Si la gauche israélienne voulait signifier que plus rien ne la distinguait du chef du gouvernement d’union nationale, responsable des massacres de Sabra et Chatila, auteur de la provocation de l’Esplanade des Mosquées qui relança l’Intifada à l’automne 2000, quel meilleur chef pouvait-elle se donner que Ben Eliezer, ministre de la Défense d’Ariel Sharon, ancien général comme celui-ci, accusé comme lui de crime de guerre pour avoir, en 1967, fait exécuter des dizaines de prisonniers arabes ? C’est pourtant lui qui vient d’être élu à la tête du Parti travailliste.

Voilà l’aboutissement logique d’une trajectoire qui a vu les travaillistes piétiner sans relâche les espoirs de paix qu’une fraction parfois majoritaire de l’électorat plaçait, bien à tort, en eux. Leur décision du 5 décembre dernier de se maintenir au sein du gouvernement d’union nationale était ainsi commentée par l’un des dirigeants du parti, opposant de gauche pourtant guère radical, Yossi Beilin : « Sharon est venu au pouvoir pour détruire toute chance de paix. L’ironie de l’histoire c’est qu’il y parvient avec l’aide des travaillistes ».

Barak, fourrier de l’extrême-droite

La gauche travailliste, représentant environ le tiers du parti, incarnée par Beilin, Avraham Burg, le président de la Knesset, ou Schlomo Ben Ami, critique aujourd’hui les « faucons » du parti. C’est oublier un peu vite que le triomphe actuel des Sharon et consorts est le fruit de la politique menée par son prédécesseur travailliste Barak, dont Ben Ami fut le ministre des affaires étrangères et Beilin le ministre de la justice.

▶ **DONNÉES FOURNIES**
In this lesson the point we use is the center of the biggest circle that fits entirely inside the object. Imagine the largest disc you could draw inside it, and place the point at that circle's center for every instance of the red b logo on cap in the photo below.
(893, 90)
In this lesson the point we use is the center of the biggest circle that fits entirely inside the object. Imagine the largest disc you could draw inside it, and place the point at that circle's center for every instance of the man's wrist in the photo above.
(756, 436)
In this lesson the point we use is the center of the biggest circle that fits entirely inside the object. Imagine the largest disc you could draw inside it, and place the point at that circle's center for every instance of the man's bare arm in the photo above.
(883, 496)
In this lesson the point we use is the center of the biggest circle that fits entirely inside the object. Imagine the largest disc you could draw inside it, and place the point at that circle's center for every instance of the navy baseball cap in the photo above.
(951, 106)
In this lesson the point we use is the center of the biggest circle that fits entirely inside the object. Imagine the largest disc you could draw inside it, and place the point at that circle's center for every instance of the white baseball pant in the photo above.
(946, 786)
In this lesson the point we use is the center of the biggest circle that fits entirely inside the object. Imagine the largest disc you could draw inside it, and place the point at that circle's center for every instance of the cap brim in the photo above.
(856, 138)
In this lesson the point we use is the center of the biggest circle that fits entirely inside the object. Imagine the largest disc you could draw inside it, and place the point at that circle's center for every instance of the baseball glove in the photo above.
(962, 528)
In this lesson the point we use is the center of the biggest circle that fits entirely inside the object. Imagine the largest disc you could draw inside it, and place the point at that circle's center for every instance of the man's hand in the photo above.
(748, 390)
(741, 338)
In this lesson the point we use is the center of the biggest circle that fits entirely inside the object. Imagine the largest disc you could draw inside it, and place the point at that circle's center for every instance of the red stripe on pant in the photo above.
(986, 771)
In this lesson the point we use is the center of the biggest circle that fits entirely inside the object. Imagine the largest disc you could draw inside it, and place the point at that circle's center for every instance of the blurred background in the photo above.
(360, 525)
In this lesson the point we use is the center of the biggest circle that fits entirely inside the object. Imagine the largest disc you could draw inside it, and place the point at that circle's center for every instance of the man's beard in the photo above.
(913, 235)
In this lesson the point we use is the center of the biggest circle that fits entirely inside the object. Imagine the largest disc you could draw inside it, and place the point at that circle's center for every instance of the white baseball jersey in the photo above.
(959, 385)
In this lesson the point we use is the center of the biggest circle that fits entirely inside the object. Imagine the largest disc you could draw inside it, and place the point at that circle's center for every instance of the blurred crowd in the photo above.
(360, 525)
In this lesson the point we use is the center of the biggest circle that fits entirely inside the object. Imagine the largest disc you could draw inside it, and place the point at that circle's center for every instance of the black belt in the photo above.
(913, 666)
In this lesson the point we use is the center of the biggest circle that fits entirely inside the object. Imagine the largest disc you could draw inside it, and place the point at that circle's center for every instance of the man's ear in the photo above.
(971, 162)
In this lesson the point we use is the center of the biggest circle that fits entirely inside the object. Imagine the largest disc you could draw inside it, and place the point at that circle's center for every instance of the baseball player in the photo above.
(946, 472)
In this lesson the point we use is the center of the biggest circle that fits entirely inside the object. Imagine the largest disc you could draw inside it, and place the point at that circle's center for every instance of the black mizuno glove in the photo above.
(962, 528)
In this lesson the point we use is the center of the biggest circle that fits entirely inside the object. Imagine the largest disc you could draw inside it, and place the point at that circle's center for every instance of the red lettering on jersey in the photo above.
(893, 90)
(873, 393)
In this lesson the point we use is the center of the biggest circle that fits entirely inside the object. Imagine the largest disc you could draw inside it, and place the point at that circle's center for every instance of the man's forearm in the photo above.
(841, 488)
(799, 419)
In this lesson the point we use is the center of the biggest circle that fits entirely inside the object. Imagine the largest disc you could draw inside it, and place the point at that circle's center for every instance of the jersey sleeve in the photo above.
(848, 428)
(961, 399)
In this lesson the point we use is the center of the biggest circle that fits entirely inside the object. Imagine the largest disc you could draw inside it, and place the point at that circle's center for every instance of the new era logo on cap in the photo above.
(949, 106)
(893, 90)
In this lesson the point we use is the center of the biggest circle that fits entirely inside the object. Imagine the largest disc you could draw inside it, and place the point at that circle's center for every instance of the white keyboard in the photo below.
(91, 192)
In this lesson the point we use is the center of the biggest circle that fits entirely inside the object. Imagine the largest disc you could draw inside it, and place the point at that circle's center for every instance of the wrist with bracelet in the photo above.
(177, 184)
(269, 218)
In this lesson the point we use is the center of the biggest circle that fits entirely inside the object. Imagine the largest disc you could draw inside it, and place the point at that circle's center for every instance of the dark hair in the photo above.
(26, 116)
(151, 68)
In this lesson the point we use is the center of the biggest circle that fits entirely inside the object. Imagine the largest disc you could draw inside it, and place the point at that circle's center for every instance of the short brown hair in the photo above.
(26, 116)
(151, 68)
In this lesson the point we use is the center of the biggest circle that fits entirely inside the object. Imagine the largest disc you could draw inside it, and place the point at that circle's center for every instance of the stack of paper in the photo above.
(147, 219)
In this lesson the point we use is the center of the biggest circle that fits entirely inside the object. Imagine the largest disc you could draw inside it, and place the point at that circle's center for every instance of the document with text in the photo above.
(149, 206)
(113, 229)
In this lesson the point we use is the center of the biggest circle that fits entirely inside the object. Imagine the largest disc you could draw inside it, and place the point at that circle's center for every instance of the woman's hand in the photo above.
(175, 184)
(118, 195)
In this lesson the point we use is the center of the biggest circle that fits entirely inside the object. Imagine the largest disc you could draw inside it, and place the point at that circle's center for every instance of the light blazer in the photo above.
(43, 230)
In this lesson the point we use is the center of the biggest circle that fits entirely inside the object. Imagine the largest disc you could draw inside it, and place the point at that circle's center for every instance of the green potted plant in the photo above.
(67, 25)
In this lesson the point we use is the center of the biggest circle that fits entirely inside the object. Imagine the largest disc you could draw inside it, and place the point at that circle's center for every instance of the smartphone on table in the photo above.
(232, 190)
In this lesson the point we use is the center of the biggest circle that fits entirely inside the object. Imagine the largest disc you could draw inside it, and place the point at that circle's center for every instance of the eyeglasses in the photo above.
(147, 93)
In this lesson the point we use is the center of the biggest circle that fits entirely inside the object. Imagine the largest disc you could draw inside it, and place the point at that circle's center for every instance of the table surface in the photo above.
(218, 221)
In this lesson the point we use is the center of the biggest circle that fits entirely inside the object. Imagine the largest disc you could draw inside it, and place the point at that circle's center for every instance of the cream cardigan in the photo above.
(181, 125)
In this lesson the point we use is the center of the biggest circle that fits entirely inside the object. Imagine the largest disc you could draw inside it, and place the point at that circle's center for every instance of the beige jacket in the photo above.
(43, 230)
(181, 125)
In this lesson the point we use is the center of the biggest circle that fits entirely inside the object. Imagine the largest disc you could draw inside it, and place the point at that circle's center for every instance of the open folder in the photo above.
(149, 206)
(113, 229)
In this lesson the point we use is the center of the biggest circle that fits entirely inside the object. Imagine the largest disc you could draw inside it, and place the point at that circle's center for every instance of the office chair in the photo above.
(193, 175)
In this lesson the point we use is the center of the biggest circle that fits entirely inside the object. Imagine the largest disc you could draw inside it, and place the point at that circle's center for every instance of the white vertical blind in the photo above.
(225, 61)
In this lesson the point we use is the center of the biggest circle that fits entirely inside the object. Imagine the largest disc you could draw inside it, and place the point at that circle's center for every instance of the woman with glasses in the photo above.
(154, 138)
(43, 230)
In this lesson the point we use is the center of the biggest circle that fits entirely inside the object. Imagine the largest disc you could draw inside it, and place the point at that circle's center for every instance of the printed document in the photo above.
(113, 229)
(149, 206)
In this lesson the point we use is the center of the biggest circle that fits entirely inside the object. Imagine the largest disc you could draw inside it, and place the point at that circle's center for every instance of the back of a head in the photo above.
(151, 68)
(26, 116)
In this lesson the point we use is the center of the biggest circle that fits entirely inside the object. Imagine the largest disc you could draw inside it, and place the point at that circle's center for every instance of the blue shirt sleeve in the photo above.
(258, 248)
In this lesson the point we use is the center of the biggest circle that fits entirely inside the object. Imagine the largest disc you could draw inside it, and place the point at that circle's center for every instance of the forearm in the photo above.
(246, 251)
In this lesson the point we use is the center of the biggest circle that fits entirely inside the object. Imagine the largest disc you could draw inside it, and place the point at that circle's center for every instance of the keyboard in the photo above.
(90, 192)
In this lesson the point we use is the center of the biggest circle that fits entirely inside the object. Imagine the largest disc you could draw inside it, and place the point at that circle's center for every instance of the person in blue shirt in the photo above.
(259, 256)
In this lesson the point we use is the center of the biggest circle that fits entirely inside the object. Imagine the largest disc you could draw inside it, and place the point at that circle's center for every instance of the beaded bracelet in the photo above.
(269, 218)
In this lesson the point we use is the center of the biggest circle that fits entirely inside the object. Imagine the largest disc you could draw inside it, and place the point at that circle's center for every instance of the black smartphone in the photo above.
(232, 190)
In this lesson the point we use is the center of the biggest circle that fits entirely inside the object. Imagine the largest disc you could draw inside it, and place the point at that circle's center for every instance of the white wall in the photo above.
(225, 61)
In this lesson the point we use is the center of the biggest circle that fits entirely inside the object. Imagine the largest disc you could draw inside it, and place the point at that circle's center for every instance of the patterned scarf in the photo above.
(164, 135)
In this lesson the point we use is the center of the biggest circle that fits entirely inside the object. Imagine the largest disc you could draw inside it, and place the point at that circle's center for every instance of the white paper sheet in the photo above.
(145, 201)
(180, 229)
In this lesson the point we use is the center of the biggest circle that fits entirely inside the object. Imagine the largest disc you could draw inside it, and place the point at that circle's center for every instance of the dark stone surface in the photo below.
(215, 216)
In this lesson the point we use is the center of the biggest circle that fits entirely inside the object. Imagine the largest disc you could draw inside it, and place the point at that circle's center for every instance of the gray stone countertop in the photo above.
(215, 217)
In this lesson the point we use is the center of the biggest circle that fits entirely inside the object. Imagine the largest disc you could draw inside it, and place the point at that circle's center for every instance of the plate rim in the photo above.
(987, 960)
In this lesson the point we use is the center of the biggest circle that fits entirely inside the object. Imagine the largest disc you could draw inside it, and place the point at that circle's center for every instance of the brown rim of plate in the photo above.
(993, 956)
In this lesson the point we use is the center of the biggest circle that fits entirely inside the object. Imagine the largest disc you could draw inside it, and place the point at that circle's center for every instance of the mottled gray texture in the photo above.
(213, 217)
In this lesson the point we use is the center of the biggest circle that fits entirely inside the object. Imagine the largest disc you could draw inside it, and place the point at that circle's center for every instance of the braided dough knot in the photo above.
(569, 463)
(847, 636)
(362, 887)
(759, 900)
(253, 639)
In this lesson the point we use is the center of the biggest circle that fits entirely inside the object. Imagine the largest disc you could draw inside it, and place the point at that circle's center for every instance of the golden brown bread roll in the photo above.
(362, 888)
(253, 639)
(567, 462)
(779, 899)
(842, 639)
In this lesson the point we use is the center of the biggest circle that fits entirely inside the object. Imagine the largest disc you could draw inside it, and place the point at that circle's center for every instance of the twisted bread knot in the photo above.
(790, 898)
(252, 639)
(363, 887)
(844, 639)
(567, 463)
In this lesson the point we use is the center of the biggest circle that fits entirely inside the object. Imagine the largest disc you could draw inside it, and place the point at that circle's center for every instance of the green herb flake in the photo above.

▶ **CONSIGNE**
D'après le texte à lire, qui vient d'être élu à la tête du Parti travailliste ?

▶ **RÉSULTAT FINAL**
Ben Eliezer, ministre de la Défense d'Ariel Sharon.